TASK MATERIAL:
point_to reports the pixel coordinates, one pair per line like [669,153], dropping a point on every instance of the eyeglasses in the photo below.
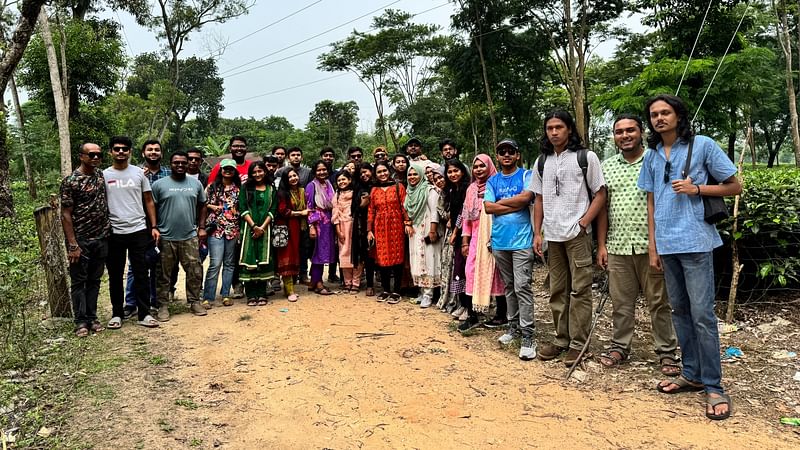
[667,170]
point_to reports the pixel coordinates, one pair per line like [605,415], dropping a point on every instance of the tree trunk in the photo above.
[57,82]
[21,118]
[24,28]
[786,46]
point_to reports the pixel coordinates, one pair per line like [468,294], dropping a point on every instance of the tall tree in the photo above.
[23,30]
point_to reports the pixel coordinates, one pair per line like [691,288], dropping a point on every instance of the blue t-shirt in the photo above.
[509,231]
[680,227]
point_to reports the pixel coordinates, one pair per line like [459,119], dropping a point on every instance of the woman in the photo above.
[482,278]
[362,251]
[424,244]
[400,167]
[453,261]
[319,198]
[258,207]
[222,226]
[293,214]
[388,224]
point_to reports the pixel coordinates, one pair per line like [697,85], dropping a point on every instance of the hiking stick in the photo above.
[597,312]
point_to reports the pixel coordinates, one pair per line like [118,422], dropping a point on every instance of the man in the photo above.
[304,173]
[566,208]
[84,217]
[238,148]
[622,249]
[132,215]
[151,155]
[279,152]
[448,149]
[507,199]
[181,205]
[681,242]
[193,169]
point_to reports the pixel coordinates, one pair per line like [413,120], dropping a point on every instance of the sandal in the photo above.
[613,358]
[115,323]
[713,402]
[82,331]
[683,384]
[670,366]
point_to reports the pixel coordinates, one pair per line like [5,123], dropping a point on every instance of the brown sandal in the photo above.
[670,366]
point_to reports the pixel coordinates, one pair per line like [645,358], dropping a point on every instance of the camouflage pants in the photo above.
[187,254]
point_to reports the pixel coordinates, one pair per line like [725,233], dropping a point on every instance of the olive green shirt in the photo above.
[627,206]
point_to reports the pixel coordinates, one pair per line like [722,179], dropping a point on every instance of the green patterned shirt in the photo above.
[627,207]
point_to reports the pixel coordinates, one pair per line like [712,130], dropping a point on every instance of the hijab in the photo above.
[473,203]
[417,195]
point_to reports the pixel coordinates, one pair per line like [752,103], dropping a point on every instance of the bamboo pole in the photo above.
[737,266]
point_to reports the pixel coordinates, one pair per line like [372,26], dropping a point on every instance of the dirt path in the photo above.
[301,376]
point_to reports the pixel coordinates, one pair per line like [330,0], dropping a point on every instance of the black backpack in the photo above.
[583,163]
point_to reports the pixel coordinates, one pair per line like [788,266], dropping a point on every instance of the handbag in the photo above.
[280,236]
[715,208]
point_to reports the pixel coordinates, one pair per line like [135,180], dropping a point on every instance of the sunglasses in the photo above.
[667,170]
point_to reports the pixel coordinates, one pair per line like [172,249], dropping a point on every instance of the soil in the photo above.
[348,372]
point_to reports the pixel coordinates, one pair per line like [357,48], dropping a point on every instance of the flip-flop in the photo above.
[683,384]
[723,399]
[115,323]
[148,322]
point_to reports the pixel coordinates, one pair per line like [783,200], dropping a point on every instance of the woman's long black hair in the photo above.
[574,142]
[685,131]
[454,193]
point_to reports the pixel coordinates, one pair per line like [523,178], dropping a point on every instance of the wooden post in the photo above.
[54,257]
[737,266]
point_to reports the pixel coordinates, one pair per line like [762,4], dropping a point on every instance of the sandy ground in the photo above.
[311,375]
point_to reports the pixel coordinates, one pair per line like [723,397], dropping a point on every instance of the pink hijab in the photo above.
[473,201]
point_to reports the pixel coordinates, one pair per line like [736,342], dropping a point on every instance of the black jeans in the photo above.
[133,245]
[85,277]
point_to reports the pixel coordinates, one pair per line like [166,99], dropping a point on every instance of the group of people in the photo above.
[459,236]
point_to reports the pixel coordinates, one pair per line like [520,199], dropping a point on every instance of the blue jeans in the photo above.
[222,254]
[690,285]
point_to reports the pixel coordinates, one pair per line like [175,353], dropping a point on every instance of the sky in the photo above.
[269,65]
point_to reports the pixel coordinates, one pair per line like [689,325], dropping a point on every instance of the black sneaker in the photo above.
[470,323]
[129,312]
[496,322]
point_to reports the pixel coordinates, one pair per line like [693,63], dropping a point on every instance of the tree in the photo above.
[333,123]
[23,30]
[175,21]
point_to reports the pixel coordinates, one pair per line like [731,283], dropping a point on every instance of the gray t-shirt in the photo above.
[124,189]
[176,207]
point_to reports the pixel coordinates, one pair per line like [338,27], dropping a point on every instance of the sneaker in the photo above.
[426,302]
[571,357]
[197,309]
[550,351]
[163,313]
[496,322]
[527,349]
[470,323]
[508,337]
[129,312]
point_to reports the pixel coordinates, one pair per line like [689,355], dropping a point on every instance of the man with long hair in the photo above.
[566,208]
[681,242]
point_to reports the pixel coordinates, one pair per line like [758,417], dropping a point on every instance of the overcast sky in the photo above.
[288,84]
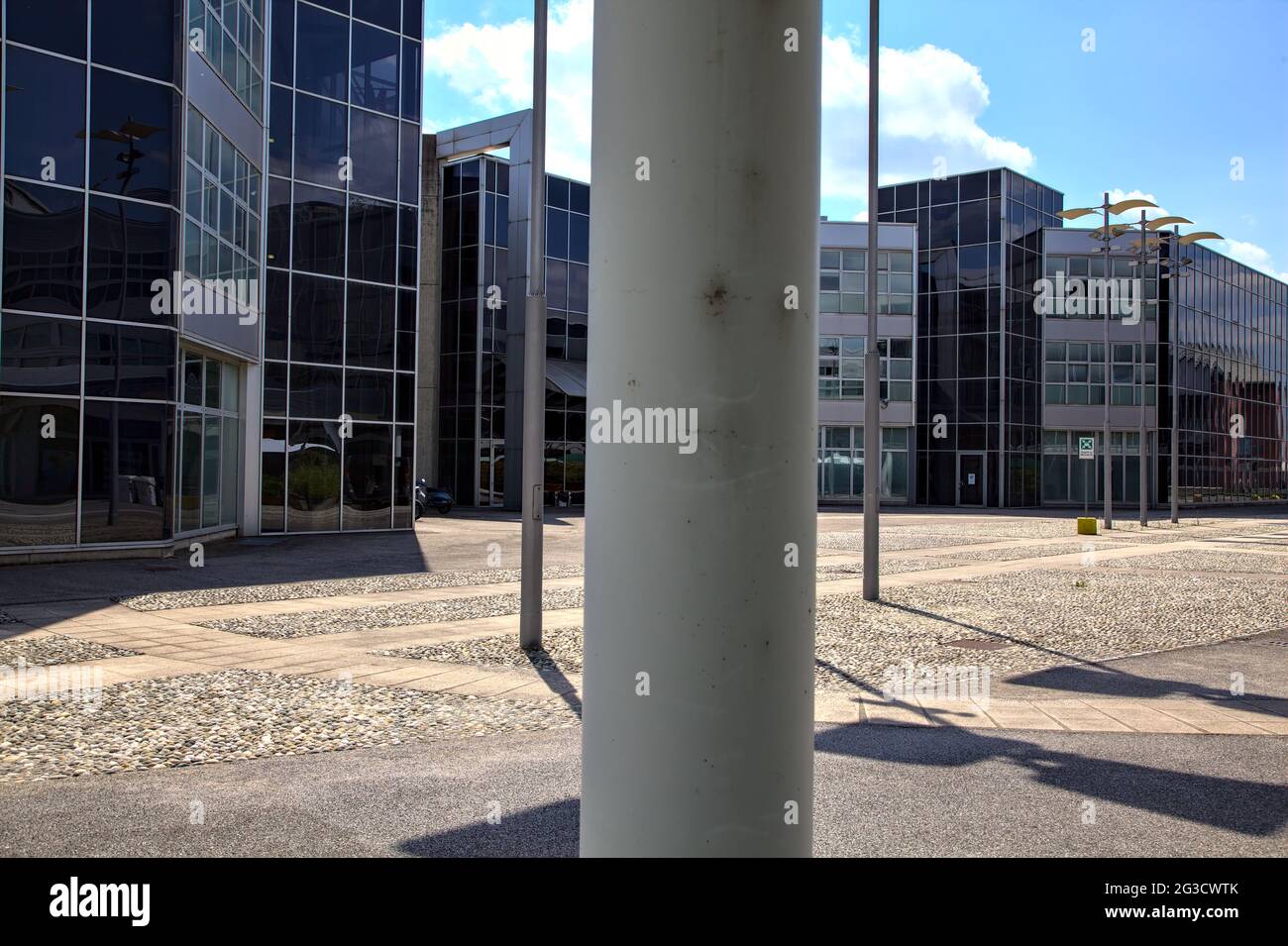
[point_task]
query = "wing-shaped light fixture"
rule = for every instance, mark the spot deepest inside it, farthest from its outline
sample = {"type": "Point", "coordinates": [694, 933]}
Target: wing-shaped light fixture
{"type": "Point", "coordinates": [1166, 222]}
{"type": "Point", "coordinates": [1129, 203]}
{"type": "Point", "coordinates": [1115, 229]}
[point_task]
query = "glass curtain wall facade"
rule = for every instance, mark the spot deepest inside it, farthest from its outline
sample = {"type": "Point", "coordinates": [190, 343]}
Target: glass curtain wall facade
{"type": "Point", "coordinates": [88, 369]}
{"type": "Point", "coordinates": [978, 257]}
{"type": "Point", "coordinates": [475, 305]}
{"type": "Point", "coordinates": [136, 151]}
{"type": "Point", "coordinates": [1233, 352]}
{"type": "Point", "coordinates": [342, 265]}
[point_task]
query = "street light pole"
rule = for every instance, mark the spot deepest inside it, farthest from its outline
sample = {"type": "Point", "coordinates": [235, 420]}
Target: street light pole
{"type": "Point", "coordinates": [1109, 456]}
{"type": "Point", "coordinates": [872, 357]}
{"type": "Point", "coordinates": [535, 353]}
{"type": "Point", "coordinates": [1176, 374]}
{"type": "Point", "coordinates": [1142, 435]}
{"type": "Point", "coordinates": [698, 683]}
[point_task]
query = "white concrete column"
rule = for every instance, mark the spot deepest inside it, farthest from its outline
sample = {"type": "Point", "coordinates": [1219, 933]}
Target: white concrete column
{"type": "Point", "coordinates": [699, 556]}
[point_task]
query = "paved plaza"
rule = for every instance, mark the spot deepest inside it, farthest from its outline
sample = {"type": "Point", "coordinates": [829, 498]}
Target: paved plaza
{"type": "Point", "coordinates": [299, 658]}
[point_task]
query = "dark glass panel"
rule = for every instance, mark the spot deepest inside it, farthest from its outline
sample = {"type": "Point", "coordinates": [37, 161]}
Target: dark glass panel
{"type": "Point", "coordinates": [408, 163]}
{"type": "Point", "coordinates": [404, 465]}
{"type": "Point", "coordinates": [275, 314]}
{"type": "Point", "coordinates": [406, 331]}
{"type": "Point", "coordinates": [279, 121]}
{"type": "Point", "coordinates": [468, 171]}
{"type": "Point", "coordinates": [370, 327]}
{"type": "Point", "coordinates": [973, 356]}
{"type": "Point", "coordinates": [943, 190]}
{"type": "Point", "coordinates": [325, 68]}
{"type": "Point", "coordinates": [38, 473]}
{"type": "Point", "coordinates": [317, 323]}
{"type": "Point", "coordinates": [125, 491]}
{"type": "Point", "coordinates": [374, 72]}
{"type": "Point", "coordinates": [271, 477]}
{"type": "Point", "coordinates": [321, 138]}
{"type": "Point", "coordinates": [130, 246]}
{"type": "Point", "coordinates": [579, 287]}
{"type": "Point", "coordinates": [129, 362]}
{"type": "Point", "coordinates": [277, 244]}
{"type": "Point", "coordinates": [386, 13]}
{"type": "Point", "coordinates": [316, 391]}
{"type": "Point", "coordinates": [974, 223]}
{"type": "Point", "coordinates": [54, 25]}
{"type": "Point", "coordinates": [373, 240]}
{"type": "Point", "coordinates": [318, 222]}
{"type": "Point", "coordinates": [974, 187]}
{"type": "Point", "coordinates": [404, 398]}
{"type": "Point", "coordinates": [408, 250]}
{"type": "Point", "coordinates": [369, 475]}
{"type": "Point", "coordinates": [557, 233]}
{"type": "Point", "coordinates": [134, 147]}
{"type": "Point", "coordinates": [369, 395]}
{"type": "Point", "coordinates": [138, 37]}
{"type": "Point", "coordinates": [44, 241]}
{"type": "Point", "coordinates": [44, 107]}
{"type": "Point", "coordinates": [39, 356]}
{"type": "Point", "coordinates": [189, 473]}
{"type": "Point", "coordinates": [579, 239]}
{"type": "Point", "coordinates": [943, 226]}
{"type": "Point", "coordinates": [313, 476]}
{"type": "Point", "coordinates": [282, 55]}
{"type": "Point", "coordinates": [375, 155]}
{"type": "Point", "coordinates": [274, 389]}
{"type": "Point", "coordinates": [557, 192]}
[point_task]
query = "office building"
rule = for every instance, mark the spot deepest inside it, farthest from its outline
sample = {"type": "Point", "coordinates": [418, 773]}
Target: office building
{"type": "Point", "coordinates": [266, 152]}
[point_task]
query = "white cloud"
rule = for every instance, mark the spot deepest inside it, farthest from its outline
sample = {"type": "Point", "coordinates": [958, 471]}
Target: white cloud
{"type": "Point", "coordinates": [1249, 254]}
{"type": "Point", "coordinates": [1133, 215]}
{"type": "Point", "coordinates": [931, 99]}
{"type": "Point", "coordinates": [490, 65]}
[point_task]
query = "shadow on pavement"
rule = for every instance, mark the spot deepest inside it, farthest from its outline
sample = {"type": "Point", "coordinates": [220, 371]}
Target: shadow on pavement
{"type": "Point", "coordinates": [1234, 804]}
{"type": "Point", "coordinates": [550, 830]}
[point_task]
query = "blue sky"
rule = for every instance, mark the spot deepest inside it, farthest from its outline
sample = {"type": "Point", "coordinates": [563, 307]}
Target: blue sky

PROMPT:
Please filter the entries above down to the lines holding "query" and copy them.

RESPONSE BELOW:
query = "wing-shaped light fixture"
query = "glass curtain wall facade"
query = "street light pole"
query = "white concrete column"
query = "paved plaza"
query = "dark glass panel"
query = "office building"
query = "white cloud"
query = "shadow on pavement"
query = "blue sky"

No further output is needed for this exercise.